Часть файла данных:
====
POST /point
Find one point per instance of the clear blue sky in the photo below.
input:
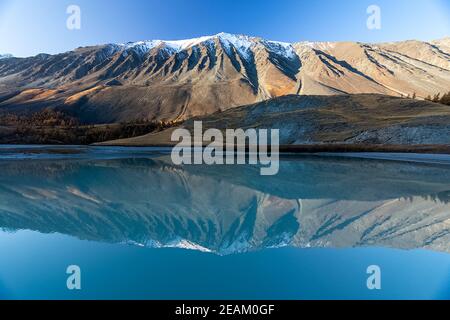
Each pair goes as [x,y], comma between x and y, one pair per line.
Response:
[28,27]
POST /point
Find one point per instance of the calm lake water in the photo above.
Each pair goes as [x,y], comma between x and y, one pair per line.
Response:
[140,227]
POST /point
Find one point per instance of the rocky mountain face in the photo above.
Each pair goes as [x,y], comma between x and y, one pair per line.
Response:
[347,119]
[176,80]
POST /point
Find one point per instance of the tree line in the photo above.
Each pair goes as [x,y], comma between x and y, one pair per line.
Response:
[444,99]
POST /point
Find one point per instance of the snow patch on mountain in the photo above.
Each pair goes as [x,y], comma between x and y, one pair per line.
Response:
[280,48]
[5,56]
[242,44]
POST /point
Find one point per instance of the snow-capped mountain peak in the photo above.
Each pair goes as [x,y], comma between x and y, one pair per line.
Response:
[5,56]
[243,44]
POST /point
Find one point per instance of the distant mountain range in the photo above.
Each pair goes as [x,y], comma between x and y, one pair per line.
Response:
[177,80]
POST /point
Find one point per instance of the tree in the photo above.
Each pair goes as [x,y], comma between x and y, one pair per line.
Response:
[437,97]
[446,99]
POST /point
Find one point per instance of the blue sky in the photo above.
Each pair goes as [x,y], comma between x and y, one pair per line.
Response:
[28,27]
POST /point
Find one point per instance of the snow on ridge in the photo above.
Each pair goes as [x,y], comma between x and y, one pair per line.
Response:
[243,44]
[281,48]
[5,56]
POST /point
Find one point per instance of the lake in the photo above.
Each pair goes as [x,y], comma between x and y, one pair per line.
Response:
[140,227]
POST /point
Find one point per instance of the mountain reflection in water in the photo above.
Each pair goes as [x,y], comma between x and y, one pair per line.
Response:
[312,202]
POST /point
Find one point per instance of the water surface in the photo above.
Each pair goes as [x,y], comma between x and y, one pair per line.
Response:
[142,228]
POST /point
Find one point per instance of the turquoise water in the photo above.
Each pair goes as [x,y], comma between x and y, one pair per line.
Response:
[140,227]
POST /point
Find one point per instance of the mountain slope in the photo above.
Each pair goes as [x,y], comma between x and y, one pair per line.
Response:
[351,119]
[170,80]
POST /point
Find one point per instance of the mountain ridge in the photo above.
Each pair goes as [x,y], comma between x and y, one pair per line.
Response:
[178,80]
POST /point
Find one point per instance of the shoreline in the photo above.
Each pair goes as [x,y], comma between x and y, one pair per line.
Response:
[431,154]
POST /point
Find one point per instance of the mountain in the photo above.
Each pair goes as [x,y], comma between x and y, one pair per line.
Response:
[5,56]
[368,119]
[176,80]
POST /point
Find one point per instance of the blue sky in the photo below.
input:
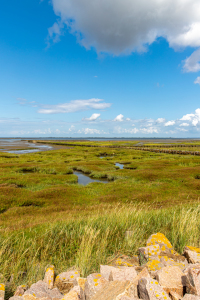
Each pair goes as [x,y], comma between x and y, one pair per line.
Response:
====
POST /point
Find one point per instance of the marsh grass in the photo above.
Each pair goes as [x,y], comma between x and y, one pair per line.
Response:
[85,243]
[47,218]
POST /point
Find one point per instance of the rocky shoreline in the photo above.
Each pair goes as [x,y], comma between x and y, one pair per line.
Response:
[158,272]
====
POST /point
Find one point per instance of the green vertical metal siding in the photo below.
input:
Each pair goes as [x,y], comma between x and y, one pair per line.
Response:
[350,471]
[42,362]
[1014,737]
====
Цель задания:
Пожалуйста, верните все строки данных выше, в которых встречается слово «blue». Регистр букв учитывается.

Ответ на задание:
Find one point per instance of the clear blue sky in the photo below.
Find one point per instance of the blue sky in the photo above.
Find one point per instance of the blue sky in the photo below.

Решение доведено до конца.